> _Raw data_
......

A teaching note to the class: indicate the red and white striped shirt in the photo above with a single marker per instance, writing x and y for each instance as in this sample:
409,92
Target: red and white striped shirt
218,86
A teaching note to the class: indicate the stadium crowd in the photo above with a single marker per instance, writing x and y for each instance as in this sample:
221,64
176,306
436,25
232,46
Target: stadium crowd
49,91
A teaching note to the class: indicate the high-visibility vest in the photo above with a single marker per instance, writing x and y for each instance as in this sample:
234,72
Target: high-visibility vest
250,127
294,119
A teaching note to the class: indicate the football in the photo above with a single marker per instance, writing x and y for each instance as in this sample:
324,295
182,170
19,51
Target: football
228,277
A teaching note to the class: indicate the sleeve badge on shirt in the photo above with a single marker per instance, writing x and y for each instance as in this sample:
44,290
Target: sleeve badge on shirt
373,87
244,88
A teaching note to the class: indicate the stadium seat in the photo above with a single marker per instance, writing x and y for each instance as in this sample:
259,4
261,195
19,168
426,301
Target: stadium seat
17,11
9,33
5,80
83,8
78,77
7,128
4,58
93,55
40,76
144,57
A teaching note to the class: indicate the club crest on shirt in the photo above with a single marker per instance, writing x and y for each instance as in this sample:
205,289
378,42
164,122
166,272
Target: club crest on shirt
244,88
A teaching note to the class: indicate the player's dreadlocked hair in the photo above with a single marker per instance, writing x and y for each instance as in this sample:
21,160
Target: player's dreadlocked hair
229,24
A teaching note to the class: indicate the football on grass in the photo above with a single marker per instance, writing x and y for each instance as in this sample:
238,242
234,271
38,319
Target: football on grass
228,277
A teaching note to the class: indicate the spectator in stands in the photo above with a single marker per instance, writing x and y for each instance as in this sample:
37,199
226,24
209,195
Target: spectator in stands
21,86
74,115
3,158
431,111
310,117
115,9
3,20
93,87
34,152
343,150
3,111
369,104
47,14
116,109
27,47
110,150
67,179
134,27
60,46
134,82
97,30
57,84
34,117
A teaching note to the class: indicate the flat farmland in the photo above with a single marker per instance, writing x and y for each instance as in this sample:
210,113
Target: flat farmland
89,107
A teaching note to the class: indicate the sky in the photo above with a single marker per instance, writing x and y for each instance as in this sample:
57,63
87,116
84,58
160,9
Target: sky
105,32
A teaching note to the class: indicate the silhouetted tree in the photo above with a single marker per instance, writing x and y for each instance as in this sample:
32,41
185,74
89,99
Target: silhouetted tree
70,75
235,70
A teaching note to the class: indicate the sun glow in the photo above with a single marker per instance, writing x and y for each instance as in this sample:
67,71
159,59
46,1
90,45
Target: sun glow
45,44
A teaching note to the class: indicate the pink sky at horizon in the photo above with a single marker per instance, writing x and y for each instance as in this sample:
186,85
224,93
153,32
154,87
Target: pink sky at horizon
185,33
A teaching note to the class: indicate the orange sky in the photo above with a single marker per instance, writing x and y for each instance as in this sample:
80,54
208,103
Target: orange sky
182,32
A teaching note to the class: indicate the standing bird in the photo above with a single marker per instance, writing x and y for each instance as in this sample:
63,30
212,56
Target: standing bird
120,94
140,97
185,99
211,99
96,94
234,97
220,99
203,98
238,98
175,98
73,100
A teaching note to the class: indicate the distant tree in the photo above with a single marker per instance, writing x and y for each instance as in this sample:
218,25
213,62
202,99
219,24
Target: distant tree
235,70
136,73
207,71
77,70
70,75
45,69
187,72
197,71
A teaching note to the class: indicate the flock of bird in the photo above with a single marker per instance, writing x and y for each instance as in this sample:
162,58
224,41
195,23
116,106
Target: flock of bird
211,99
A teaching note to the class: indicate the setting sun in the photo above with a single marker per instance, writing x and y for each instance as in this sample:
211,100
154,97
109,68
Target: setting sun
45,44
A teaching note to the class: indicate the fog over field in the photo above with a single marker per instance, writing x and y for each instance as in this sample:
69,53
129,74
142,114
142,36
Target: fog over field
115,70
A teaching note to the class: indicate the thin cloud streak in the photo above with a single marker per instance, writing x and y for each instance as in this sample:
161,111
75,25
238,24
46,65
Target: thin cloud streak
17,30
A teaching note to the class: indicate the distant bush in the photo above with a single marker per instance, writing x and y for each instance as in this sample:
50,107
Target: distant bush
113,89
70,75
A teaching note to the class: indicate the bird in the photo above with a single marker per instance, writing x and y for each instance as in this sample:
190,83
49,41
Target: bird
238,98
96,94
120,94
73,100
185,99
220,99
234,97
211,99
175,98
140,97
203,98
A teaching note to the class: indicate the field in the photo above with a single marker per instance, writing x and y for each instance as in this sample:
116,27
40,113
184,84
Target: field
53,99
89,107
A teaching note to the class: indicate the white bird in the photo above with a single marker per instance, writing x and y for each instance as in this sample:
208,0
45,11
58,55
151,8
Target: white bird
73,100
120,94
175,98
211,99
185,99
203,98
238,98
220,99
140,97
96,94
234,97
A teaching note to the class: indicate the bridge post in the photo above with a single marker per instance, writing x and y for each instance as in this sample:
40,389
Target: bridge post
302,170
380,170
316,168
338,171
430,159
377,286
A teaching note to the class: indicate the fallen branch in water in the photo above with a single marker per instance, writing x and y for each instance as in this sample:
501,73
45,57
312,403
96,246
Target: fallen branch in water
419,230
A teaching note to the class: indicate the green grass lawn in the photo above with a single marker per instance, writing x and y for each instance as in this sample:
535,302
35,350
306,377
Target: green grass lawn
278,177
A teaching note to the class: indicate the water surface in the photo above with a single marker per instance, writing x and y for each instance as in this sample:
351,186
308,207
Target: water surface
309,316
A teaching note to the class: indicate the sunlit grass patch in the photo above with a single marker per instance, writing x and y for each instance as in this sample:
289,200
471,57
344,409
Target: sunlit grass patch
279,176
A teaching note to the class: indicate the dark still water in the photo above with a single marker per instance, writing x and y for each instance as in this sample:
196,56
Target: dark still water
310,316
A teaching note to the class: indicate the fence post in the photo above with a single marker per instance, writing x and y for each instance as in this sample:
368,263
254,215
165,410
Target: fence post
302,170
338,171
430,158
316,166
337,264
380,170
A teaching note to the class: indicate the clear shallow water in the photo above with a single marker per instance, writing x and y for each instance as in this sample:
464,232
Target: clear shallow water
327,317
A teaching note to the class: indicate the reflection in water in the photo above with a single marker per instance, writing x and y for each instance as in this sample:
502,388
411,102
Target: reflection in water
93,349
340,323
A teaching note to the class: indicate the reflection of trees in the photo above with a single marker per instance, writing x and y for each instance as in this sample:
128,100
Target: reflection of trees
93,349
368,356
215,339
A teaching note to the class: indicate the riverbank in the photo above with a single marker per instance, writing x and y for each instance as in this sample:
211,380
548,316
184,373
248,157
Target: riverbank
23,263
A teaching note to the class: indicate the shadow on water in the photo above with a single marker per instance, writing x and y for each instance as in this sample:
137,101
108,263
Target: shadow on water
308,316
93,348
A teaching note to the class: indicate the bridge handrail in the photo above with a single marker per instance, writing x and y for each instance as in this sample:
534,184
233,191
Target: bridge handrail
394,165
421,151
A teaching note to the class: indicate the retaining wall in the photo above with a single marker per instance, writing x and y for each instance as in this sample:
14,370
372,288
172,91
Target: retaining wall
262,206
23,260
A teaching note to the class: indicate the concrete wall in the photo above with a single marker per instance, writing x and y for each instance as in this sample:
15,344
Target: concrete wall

......

> _Brief_
Please reproduce each line exactly as written.

> _Solution for this exercise_
A teaching note to the class: indicate the red and white striped shirt in the photo above with a single marker per instance, writing x and y for each instance as in this sample:
409,92
Target: red and white striped shirt
218,86
A teaching note to the class: indicate the stadium crowd in the photo above with a single marker per instance, writing x and y for each instance as in this sample:
221,64
176,306
436,25
232,46
Target: stadium crowd
49,91
A teaching note to the class: indicate the high-visibility vest in the photo above with a single marker per instance, writing x and y for each instance as in this sample:
234,72
Target: high-visibility vest
250,127
294,119
A teaching note to the class: indicate the football in the photo above with a single marker per instance, writing x and y for each instance as in this sample:
324,295
182,170
19,51
Target: football
228,277
A teaching note to the class: indicate the sleeve badge on shirt in the photo above with a single marker per instance, writing x and y for each instance as in this sample:
44,290
Target: sleeve badge on shirt
373,87
244,88
A teaching note to the class: indicate the stadium seat in the photo above with a single marker per instance, writing x and y for each instance as in this sample:
259,4
261,195
19,168
426,301
Target: stadium seat
17,11
9,33
5,80
83,8
78,77
7,128
4,58
93,55
40,76
144,57
A teaching note to the class: indicate the club crest on shirt in the photo above with a single marker per instance, writing x and y for each instance as in this sample:
205,289
378,42
164,122
166,272
Target: club crest on shirt
244,88
A teaching note to the class: indicate the player's dreadlocked hair in the photo above with a single marker per instance, writing x and y for each instance as in this sample:
21,160
Target: player's dreadlocked hair
229,24
A teaching note to the class: indicate the football on grass in the photo above with a single marker per instance, writing x and y for each instance as in this sample:
238,242
234,271
38,319
Target: football on grass
228,277
A teaching note to the class: indicate the spectator in stands in the photo above with a single marker per instance, writing x and y for each instance as in this sample:
37,199
226,24
209,195
Target: spectator in stands
21,86
74,115
3,158
431,111
310,117
115,9
3,20
93,87
34,152
343,150
3,111
369,104
47,14
116,109
27,47
110,150
67,179
134,27
60,46
134,82
97,30
57,84
34,117
A teaching note to the class: indicate the flat farmland in the photo above with a single marker per instance, writing x and y for each instance as in this sample:
210,113
Target: flat farmland
89,107
A teaching note to the class: indicate the sky in the photo above with a single marker per instance, writing x and y for each instance as in this sample:
57,63
87,116
84,58
160,9
Target: sky
105,32
A teaching note to the class: indicate the silhouetted tree in the photo above with a single marker per instance, writing x and y for each instance as in this sample:
32,41
185,74
89,99
Target: silhouetted tree
70,75
235,70
A teaching note to the class: indicate the sun glow in the photo above with a single marker per instance, writing x and y for each instance as in this sample:
67,71
159,59
46,1
90,45
Target: sun glow
45,44
A teaching note to the class: indicate the pink sky at horizon in the photo above with a single marker per instance, writing x and y for each instance as in this sample:
186,85
224,93
153,32
154,87
Target: pink sky at horizon
185,33
A teaching note to the class: indicate the orange sky in the photo above with a single marker per instance, writing x and y for each instance as in this sample:
80,54
208,103
Target: orange sky
182,32
A teaching note to the class: indicate the standing bird in the photo above with a single marker per instance, writing x and y for each instance as in this sample:
63,30
212,56
Target: standing bird
120,94
140,97
185,99
211,99
96,94
234,97
220,99
203,98
238,98
175,98
73,100
A teaching note to the class: indicate the distant tree in the photo above with a single marker per instance, writing x and y for each instance as in this sample:
218,25
213,62
202,99
219,24
Target: distant tree
235,70
136,73
207,71
77,70
70,75
45,69
187,72
197,71
A teaching note to the class: indicate the flock of bird in the photo above with a single marker per instance, writing x and y for each instance as in this sample:
162,58
224,41
195,23
116,106
Target: flock of bird
211,99
A teaching note to the class: indicate the setting sun in the photo above with a single marker per instance, writing x and y for each instance as in this sample:
211,100
154,97
109,68
Target: setting sun
45,44
A teaching note to the class: indicate the fog over field in the photo above with a single marker per instance, writing x and y for each instance as in this sample:
69,53
129,74
142,114
142,36
Target: fog over field
115,70
A teaching note to the class: indicate the thin cloud streak in the photo above with a single marker per instance, writing x and y for each instance as in this sample:
161,111
75,25
238,24
46,65
Target: thin cloud streak
17,30
A teaching note to the class: indicate the distant bush in the photo above with a single marker per instance, writing x and y for each instance as in this sample:
50,107
Target: distant bush
113,89
70,75
A teaching note to the class: indicate the bird in the photo above with a single marker per instance, writing x and y for each instance as in this sample:
190,83
49,41
Target: bird
238,98
96,94
120,94
73,100
185,99
220,99
234,97
211,99
175,98
140,97
203,98
A teaching note to the class: indicate the field in the photo above with a single marker per instance, writing x and y for each instance as in this sample:
116,27
40,113
184,84
Target: field
53,99
89,107
A teaching note to the class: indicate the white bird in the photo above with a single marker per instance, writing x and y for each instance as in this sample:
208,0
45,11
58,55
151,8
Target: white bird
73,100
120,94
175,98
211,99
185,99
203,98
238,98
220,99
140,97
96,94
234,97
A teaching note to the class: indicate the bridge post in the photo above with a single marker per instance, writing x and y for each instance as in this sample:
40,389
Target: bridge post
302,170
380,170
316,168
338,171
430,159
377,286
A teaching note to the class: indicate the fallen branch in water in the photo above with a single marker per instance, writing x and y for each instance as in this sample:
501,73
45,57
312,403
96,246
Target: fallen branch in water
419,230
A teaching note to the class: indicate the green grass lawn in the photo above with a single marker per instance, writing x and y for each instance as in this sample:
535,302
35,350
306,377
Target: green grass lawn
278,177
A teaching note to the class: indicate the water surface in the photo above with a single marker per instance, writing x and y for each instance as in this sample:
351,186
308,207
Target: water surface
309,316
A teaching note to the class: indicate the sunlit grass patch in the photo above with a single marker per instance, writing x and y for each instance as in this sample:
289,200
471,57
344,409
Target: sunlit grass patch
279,176
A teaching note to the class: indicate the dark still water in the photo above with a single marker per instance, writing x and y for each instance as in this sample:
196,56
Target: dark still water
310,316
A teaching note to the class: indicate the fence post in the photo above with a single marker per instance, writing x and y for each instance as in this sample:
368,263
254,215
165,410
Target: fence post
302,170
338,171
430,158
316,166
337,264
380,170
A teaching note to the class: indicate the clear shallow water in the photo above with a single marker per instance, writing x and y for each instance as in this sample:
464,232
Target: clear shallow water
327,317
A teaching note to the class: indicate the reflection in water in the photo above with a single marker per instance, writing x and y for each instance as in this sample:
502,388
411,102
Target: reflection in water
93,349
340,323
A teaching note to the class: indicate the reflection of trees in the photo above with a single marker per instance, writing x and y for each instance as in this sample:
128,100
Target: reflection of trees
93,349
368,356
215,339
A teaching note to the class: indicate the riverbank in the photo above with a single marker per instance, writing x and y for each instance as in this sample:
211,380
548,316
184,373
248,157
Target: riverbank
23,263
A teaching note to the class: indicate the shadow on water in the photo above with a single marker per instance, writing x and y for each instance as in this sample:
137,101
108,263
Target: shadow on water
308,316
93,348
A teaching note to the class: indicate the bridge handrail in the photo above with a single marker per instance, writing x and y for each instance as in this sample:
534,184
233,191
Target: bridge handrail
394,165
421,151
A teaching note to the class: indicate the retaining wall in the photo above with a single marker per instance, writing x and y for each instance as in this sample:
14,370
372,288
172,91
Target: retaining wall
262,206
23,260
A teaching note to the class: indicate the concrete wall in the photo above with a single marker per instance, writing x and y for each instance as in this sample:
15,344
Target: concrete wall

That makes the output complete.